---------- Entries provided

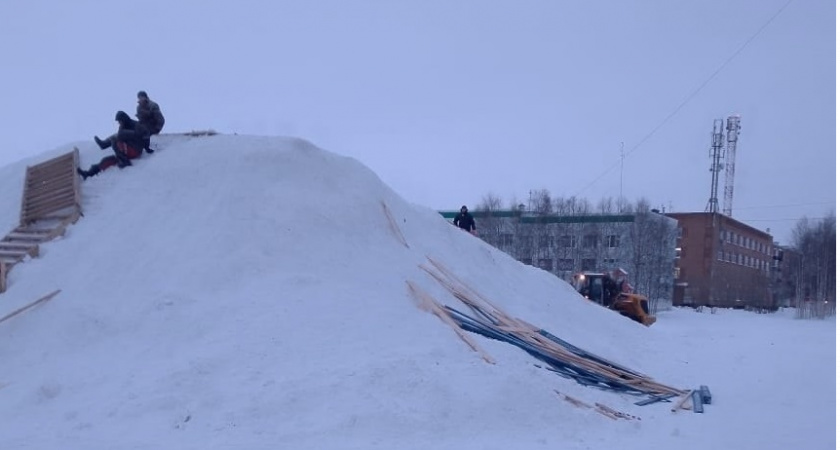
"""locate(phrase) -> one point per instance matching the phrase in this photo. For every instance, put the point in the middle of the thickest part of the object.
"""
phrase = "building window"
(546, 264)
(567, 241)
(565, 264)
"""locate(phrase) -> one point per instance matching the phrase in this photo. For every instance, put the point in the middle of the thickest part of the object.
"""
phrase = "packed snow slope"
(250, 293)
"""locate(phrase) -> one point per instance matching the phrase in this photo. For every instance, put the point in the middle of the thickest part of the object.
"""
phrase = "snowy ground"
(236, 292)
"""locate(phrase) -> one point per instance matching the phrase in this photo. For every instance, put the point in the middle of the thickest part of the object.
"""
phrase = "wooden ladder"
(51, 201)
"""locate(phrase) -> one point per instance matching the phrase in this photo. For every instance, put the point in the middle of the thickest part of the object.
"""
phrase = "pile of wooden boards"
(559, 356)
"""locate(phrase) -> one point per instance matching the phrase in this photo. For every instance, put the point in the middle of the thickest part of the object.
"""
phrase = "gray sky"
(448, 101)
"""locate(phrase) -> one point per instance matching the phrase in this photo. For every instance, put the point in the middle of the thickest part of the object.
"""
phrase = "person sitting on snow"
(127, 144)
(148, 113)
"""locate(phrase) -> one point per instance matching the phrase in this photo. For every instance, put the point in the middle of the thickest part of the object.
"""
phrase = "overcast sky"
(448, 101)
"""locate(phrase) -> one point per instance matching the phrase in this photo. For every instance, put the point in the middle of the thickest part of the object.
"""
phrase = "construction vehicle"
(613, 291)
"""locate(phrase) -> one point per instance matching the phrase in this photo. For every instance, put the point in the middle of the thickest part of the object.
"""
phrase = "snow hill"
(245, 292)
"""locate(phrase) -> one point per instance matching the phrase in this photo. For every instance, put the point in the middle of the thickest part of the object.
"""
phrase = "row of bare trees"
(815, 241)
(645, 247)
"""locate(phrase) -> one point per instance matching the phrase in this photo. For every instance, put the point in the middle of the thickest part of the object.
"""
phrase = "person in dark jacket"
(127, 144)
(465, 221)
(148, 113)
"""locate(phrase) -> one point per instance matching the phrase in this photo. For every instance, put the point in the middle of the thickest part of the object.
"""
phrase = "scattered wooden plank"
(654, 399)
(706, 394)
(427, 303)
(615, 413)
(697, 399)
(572, 400)
(31, 305)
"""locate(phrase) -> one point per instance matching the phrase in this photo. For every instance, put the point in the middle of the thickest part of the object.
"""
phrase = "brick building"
(722, 262)
(641, 243)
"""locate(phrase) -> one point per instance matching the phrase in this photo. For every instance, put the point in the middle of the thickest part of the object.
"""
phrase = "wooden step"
(14, 253)
(28, 230)
(6, 245)
(9, 261)
(27, 237)
(32, 251)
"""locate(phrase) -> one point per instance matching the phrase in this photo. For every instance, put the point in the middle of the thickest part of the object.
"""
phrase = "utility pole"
(621, 178)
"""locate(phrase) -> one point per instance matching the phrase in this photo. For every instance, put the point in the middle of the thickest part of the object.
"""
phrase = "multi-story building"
(722, 262)
(642, 244)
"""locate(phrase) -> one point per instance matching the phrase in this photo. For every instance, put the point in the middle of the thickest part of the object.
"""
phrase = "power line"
(785, 206)
(689, 98)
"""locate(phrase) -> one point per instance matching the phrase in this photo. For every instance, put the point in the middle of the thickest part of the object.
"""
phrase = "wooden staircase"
(51, 201)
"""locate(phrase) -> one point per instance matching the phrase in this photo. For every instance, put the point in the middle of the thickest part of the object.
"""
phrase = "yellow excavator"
(612, 291)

--------------------

*Problem details:* Repeat the listing in full and exactly. Do not include any images.

*Solution:*
"""locate(phrase) -> one point per instance matching the phrase in this photo. For every instance, put the point in the middle of the thickest part of the object.
"""
phrase = "building window"
(546, 264)
(567, 241)
(565, 264)
"""locate(phrase) -> one point per instance matching the phrase in this photo. For every instance, put the point in the middle of the thickest part of the object.
"""
phrase = "packed snow slope"
(250, 293)
"""locate(phrase) -> one point per instance matching the phrase in this photo. For every instance, put the point in the middle of the thickest part of the object.
"""
phrase = "snowy ground"
(236, 292)
"""locate(phrase) -> one point per instance matching the phrase in this photo. For every instance, put the point in the middle of the thickest part of the object.
"""
phrase = "wooden ladder"
(51, 201)
"""locate(phrase) -> one point per instance matching the phrase in this photo. For every instance, put the point in the middle of the thickest part of the object.
"""
phrase = "pile of wooden boards"
(559, 356)
"""locate(phrase) -> one point per instance matching the phrase in this photo. For every instance, put the point in the middle of the thickest part of the object.
"""
phrase = "gray sky"
(448, 101)
"""locate(phrase) -> one point per instance matching the phrase in this photo. For every instance, put the point in the middle of the thickest part of the object.
"""
phrase = "person sitting on snow"
(127, 144)
(148, 113)
"""locate(phrase) -> one point per instance matching the phrase in this photo. For every instance, put the point in the middle of the thickest part of the object.
"""
phrase = "overcast sky"
(448, 101)
"""locate(phrase) -> one point per instance matching the phrase in this photo. For every instance, put the point in the middle of the thickest part of the object.
"""
phrase = "construction vehicle"
(613, 291)
"""locate(phrase) -> one point per instance matching the phrase in this photo. For every instance, put the point in the middle of the thickest part of the object.
"""
phrase = "snow hill"
(245, 292)
"""locate(phrase) -> one point per instance matching the phrase in this photo. For every instance, put the point in the middle of the thickest part of the object.
"""
phrase = "row of bare trees"
(815, 241)
(645, 247)
"""locate(phrase) -> one point per instance matching the phrase in this photo. For every instance, put the point in the middle of the thickest part of the object.
"""
phrase = "person in dark jacket"
(127, 144)
(465, 221)
(148, 113)
"""locate(phrase) -> one point per instance matching the phrase in this photo. For every instance, put the point in the middle of the thickest part of the object.
"""
phrase = "scattered wooden plank"
(654, 399)
(706, 394)
(427, 303)
(615, 413)
(697, 399)
(572, 400)
(31, 305)
"""locate(phrase) -> one point per instance matching the phrase in this photo. For every instance, put the point in the middle of the thickest part of the object.
"""
phrase = "brick building"
(722, 262)
(641, 243)
"""locate(phrase) -> one point per instance matching the phrase in this photo. For every instance, put the point in the middle of the thickest part of the object.
"""
phrase = "wooden step"
(14, 253)
(28, 230)
(6, 245)
(9, 261)
(27, 237)
(32, 251)
"""locate(phrase) -> one point per instance matching the phrase in this photo. For every instance, put the point in the middle of the thickest part of the object.
"""
phrase = "utility pole"
(621, 178)
"""locate(phrase) -> one point per instance matching the phrase in this photo. For every instance, put the point in the middle of the thickest part of the object.
"""
phrase = "multi-story building"
(722, 262)
(642, 244)
"""locate(phrase) -> one point per instance matching the phrase in this photo. For every instance, put the point in the middle of the thickest part of the object.
"""
phrase = "power line"
(785, 206)
(689, 98)
"""locate(phrase) -> one point per instance matching the phrase in this photo. For every instance, put the point in the middle of the thickest part of the object.
"""
phrase = "wooden staircase"
(51, 201)
"""locate(phrase) -> one point per instance matching the phrase in this photo. For every instance, put the point in the middle of the thickest part of the object.
"""
phrase = "yellow excavator"
(612, 291)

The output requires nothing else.